In the lines below, swap every "keypoint" for "marker" and leave everything else unchanged. Give the lines again without the pictures.

>> begin Data for processing

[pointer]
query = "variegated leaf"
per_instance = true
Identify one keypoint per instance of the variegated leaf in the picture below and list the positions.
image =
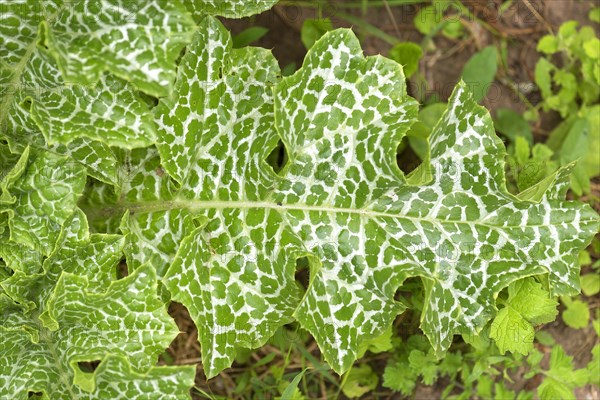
(228, 8)
(126, 328)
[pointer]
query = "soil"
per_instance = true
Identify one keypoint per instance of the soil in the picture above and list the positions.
(518, 30)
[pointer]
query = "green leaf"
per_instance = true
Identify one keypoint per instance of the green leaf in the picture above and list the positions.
(400, 378)
(340, 201)
(46, 195)
(228, 8)
(360, 380)
(527, 304)
(136, 42)
(36, 92)
(313, 29)
(512, 124)
(425, 365)
(378, 344)
(427, 20)
(561, 379)
(408, 55)
(288, 393)
(512, 332)
(577, 314)
(594, 15)
(548, 44)
(79, 326)
(590, 284)
(480, 71)
(100, 252)
(249, 36)
(419, 132)
(118, 115)
(543, 77)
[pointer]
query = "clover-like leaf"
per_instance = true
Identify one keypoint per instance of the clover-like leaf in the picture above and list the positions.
(340, 201)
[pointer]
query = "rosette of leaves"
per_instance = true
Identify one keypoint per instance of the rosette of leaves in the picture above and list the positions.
(340, 201)
(62, 304)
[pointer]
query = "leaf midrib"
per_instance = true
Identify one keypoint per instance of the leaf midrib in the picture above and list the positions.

>> end Data for processing

**Task answer:**
[pointer]
query = "variegated leaf"
per_instance = true
Identify one marker per instance of the variegated leaf in the picture below and list the positions.
image =
(228, 8)
(126, 328)
[pointer]
query = "soil"
per_instance = true
Identify one marker per instance of the soil in the picture above and list the positions.
(518, 30)
[pointer]
query = "green leaf"
per_instance = true
Identify one marker per instance of the green leaf in the picture above and list the positions.
(400, 378)
(340, 201)
(46, 195)
(228, 8)
(360, 380)
(527, 304)
(136, 42)
(36, 92)
(313, 29)
(512, 124)
(425, 365)
(378, 344)
(427, 20)
(561, 379)
(408, 55)
(288, 393)
(512, 332)
(577, 314)
(594, 15)
(548, 44)
(79, 326)
(590, 284)
(480, 71)
(100, 252)
(249, 36)
(419, 132)
(118, 115)
(543, 77)
[pointer]
query = "clover-like leaf"
per_instance = true
Identify one marker per instance of the clover-like leaf in the picture above and list the positions.
(340, 201)
[pointer]
query = "rosette of leaves"
per_instance = true
Identify one marker per instance of the rosette of leaves in the picture above and list the positions.
(340, 201)
(62, 304)
[pointer]
query = "leaf midrib"
per_instance = true
Identify one marker per instance of the leaf midrib in the picture above and list the positions.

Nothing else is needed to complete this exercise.